Aos 90 anos, Raimundo do Queijo é patrimônio vivo do Centro de Fortaleza

O comerciante iniciou venda de queijos na década de 70 e até hoje segue no comando do espaço gastronômico

Escrito por
Ana Beatriz Caldas beatriz.caldas@svm.com.br

Foi quase por acaso que Raimundo Oliveira Araújo, o Raimundo do Queijo, hoje com 90 anos, tornou-se uma figura icônica da capital cearense. Se a loja de mesmo nome na Travessa Crato, no Centro, virou lugar cativo de quem gosta de boa comida e cerveja gelada e um dos pontos mais disputados no pré-Carnaval de Fortaleza, o início da trajetória de Raimundo no empreendedorismo partiu de uma ideia bem mais simples: vender carne para as refeições do dia a dia.

O ponto conhecido como Raimundo do Queijo foi criado em 1978, inicialmente como um frigorífico. A chegada ao Centro foi a segunda empreitada comercial do cearense na Capital após um primeiro ponto de venda de carnes na rua José de Alencar. Natural de Chaval, no extremo norte do Ceará, ele veio para Fortaleza em 1975, com o intuito de prover uma educação melhor para os três filhos, Adriano, Patrícia e Adrísio.

Exercício escrito 1:
Segundo o texto sobre Raimundo do Queijo, em que ano foi criado o ponto com esse nome?
Exercício escrito 2:
Dê continuidade ao texto sobre Raimundo do Queijo a partir do ponto em que ele termina.

Amostra de dados:
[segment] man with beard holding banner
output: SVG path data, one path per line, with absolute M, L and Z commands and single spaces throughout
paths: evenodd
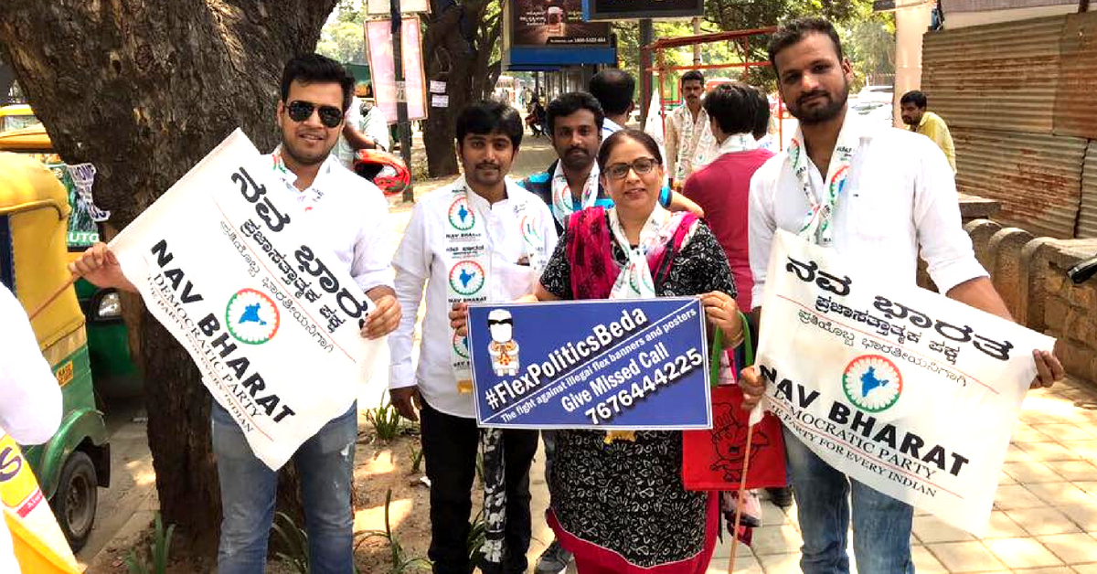
M 538 432 L 477 427 L 468 346 L 450 322 L 464 317 L 467 303 L 532 293 L 556 230 L 544 202 L 507 179 L 522 142 L 513 108 L 490 100 L 465 108 L 456 139 L 464 176 L 419 200 L 393 259 L 397 296 L 408 313 L 391 339 L 389 392 L 400 415 L 415 420 L 415 404 L 422 417 L 434 573 L 467 574 L 476 565 L 470 564 L 466 541 L 483 446 L 486 540 L 478 565 L 487 574 L 517 574 L 525 571 L 530 545 L 529 471 Z M 412 370 L 423 299 L 419 365 Z
M 305 228 L 316 245 L 329 248 L 338 265 L 376 304 L 361 324 L 362 337 L 375 339 L 396 328 L 400 308 L 388 274 L 388 204 L 381 190 L 331 155 L 353 89 L 354 79 L 330 58 L 306 54 L 285 65 L 278 104 L 282 145 L 263 158 L 265 165 L 273 166 L 279 185 L 264 193 L 296 199 L 303 206 Z M 86 251 L 70 270 L 101 288 L 138 291 L 103 244 Z M 260 320 L 258 315 L 253 318 Z M 256 457 L 236 419 L 216 401 L 211 418 L 224 514 L 217 570 L 222 574 L 258 574 L 267 563 L 278 471 Z M 301 476 L 314 573 L 353 570 L 351 487 L 357 437 L 354 404 L 324 425 L 293 455 Z
M 852 70 L 834 26 L 819 19 L 791 22 L 773 34 L 769 58 L 800 131 L 789 149 L 751 180 L 754 304 L 760 305 L 766 289 L 774 234 L 784 229 L 845 259 L 863 261 L 874 277 L 909 285 L 915 283 L 920 247 L 941 293 L 1010 318 L 961 227 L 952 170 L 940 149 L 908 132 L 862 125 L 847 112 Z M 779 329 L 796 327 L 764 323 L 762 336 L 790 336 Z M 1032 356 L 1032 387 L 1050 386 L 1063 376 L 1053 353 L 1037 350 Z M 812 350 L 803 349 L 802 357 L 811 362 Z M 743 372 L 742 385 L 744 406 L 751 408 L 765 394 L 766 381 L 751 367 Z M 804 539 L 803 572 L 849 572 L 851 497 L 858 570 L 913 573 L 913 507 L 835 470 L 789 427 L 784 437 Z

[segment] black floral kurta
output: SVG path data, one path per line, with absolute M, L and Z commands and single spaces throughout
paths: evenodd
M 545 290 L 574 299 L 565 232 L 541 277 Z M 614 241 L 613 259 L 624 251 Z M 674 256 L 658 296 L 723 291 L 735 296 L 724 250 L 705 225 Z M 609 548 L 629 562 L 649 567 L 686 560 L 704 545 L 708 493 L 687 492 L 681 482 L 682 439 L 678 431 L 637 431 L 635 442 L 607 444 L 606 432 L 559 430 L 548 488 L 561 526 L 588 542 Z

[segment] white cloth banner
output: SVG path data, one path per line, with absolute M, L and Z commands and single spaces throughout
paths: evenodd
M 982 534 L 1032 350 L 1054 339 L 886 279 L 777 233 L 757 358 L 768 406 L 827 464 Z
M 154 317 L 255 452 L 279 469 L 350 408 L 384 345 L 373 309 L 239 130 L 111 241 Z

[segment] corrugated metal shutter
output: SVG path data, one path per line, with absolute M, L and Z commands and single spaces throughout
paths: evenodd
M 1010 10 L 1017 8 L 1040 8 L 1044 5 L 1077 5 L 1077 0 L 949 0 L 945 4 L 948 12 L 979 12 Z
M 1002 202 L 995 220 L 1033 235 L 1074 237 L 1087 140 L 1018 132 L 952 128 L 957 188 Z
M 1082 171 L 1078 237 L 1097 237 L 1097 142 L 1089 142 L 1085 168 Z
M 1051 134 L 1065 23 L 1052 16 L 925 34 L 929 109 L 949 127 Z
M 1060 46 L 1055 134 L 1097 138 L 1097 12 L 1067 16 Z

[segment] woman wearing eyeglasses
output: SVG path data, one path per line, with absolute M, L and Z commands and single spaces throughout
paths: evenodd
M 711 327 L 743 337 L 723 249 L 698 217 L 658 202 L 663 158 L 623 130 L 598 154 L 609 210 L 575 213 L 536 290 L 540 301 L 700 295 Z M 693 574 L 708 567 L 716 497 L 681 483 L 681 434 L 561 430 L 550 526 L 579 574 Z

Resposta da tarefa 1:
Em 1978.

Resposta da tarefa 2:
Em família: com Rodrigo (neto), Adriano, Adrísio e Patrícia (filhos)
Legenda: Em família: com Rodrigo (neto), Adriano, Adrísio e Patrícia (filhos)
Foto: Arquivo pessoal

Pouco tempo depois da mudança, instalou o frigorífico no Centro, mas percebeu que o negócio não era mais tão rentável. Decidiu fazer do queijo o novo protagonista da loja pela herança familiar: nascido em uma fazenda, Raimundo foi iniciado logo cedo na lida com os animais e na feitura do laticínio, atividade que aprendeu com a mãe. 

“Vendia leite, engordava boi pra vender, fazia tudo ali”, lembra. Além do trabalho com os pais, Raimundo ainda foi caminhoneiro por alguns anos. O resgate da experiência na fazenda foi responsável por uma nova etapa na carreira de empreendedor. Na Capital, decidiu por seguir no comércio.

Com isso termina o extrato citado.